EXCERPTED PASSAGE –
The present invention generally relates to millimeter wave radio frequency (RF) systems, and more particularly to efficient design of radio modules that increase the number of antennas per module.

BACKGROUND

The 60 GHz band is an unlicensed band which features a large amount of bandwidth and a large worldwide overlap. The large bandwidth means that a very high volume of information can be transmitted wirelessly. As a result, multiple applications, each requiring transmission of large amounts of data, can be developed to allow wireless communication around the 60 GHz band. Examples for such applications include, but are not limited to, wireless high definition TV (HDTV), wireless docking stations, wireless Gigabit Ethernet, and many others.

AVAILABLE DATA –
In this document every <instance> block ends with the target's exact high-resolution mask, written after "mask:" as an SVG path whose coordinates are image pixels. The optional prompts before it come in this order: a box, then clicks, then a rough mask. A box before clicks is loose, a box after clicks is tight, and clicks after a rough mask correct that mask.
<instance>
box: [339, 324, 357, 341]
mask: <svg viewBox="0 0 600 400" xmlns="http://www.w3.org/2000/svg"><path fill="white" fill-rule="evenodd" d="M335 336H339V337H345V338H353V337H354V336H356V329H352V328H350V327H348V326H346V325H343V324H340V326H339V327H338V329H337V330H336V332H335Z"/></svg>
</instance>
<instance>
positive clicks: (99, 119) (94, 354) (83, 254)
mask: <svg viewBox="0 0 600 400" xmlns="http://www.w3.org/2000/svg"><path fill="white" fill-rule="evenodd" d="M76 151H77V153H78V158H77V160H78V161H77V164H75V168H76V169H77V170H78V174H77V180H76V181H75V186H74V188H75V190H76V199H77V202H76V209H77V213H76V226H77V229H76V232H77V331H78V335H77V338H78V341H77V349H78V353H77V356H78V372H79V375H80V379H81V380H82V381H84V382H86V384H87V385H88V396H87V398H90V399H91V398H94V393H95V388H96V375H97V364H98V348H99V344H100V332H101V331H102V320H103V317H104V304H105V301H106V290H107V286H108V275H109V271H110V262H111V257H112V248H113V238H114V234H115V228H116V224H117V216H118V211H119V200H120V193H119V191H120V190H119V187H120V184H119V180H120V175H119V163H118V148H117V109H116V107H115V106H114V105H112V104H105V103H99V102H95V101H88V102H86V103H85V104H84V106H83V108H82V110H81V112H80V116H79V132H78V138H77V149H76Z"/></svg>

GOAL OF THE EXERCISE –
Reproduce the passage on millimeter wave radio modules verbatim, from "The 60 GHz band is" to "and many others.".

OUTPUT FOR THIS EXERCISE –
The 60 GHz band is an unlicensed band which features a large amount of bandwidth and a large worldwide overlap. The large bandwidth means that a very high volume of information can be transmitted wirelessly. As a result, multiple applications, each requiring transmission of large amounts of data, can be developed to allow wireless communication around the 60 GHz band. Examples for such applications include, but are not limited to, wireless high definition TV (HDTV), wireless docking stations, wireless Gigabit Ethernet, and many others.